**WHAT THE EXERCISE ASKS**
Pull every line containing "side" from the listing below.
........
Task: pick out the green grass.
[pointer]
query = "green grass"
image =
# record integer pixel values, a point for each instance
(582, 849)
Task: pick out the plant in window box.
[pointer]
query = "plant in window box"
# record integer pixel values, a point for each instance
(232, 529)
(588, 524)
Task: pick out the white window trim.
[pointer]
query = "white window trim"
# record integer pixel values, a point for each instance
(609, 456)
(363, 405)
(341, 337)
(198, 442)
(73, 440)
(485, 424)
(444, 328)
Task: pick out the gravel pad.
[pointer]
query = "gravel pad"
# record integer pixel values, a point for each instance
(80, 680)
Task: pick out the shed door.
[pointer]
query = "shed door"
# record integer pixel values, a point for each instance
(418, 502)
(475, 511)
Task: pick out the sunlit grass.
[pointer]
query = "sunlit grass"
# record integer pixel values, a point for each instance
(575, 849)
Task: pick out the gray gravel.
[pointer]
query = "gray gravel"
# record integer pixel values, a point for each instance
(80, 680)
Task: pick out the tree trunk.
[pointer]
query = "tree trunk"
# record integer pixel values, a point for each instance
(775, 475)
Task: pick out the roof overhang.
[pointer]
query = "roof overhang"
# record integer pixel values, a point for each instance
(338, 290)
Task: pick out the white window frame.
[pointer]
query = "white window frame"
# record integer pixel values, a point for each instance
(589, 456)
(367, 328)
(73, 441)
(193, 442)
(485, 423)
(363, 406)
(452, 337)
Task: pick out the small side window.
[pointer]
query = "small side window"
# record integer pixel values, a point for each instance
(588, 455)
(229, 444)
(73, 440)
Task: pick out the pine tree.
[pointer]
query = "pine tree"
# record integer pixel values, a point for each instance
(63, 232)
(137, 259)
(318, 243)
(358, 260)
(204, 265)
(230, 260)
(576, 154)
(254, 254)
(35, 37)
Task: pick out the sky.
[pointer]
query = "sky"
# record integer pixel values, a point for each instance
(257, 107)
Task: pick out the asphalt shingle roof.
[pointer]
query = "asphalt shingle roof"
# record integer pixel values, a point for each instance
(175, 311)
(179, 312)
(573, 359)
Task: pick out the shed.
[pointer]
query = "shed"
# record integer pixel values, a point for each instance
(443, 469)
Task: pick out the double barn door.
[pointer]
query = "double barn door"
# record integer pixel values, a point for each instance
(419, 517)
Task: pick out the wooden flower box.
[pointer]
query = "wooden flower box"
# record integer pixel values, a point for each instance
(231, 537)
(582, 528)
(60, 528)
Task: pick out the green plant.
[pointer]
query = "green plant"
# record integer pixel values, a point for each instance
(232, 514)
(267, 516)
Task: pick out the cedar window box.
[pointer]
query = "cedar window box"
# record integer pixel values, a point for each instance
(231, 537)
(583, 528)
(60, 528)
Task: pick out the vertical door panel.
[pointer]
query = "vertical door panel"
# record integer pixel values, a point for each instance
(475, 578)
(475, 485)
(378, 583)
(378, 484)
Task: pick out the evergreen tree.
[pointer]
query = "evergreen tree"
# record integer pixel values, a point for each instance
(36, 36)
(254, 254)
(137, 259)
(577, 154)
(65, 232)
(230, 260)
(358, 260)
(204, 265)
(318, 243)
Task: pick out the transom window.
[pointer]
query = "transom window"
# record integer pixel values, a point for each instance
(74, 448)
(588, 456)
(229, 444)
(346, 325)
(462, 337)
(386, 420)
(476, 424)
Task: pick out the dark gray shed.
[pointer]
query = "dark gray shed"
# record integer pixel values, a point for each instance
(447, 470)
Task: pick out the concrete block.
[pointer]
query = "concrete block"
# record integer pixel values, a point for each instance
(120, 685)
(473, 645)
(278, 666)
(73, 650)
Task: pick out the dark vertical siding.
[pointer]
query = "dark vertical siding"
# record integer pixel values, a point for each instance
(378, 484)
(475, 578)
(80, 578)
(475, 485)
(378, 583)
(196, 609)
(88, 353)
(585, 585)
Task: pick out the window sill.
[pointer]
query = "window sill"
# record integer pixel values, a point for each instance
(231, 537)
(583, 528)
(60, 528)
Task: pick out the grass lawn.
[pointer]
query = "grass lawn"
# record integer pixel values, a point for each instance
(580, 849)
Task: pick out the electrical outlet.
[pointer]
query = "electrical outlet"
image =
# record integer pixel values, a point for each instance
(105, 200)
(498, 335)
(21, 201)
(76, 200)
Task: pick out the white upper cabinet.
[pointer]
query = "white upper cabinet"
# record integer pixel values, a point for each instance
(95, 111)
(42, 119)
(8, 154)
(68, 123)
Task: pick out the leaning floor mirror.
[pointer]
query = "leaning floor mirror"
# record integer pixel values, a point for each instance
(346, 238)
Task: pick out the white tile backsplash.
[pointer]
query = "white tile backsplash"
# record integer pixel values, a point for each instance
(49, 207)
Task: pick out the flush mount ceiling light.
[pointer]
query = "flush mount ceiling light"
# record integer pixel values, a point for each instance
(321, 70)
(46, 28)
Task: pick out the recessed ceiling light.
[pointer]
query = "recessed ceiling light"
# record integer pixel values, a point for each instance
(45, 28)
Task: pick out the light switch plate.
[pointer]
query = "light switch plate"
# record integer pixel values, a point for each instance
........
**SOLUTION TO THIS EXERCISE**
Task: pick out the small side window.
query = "small side window"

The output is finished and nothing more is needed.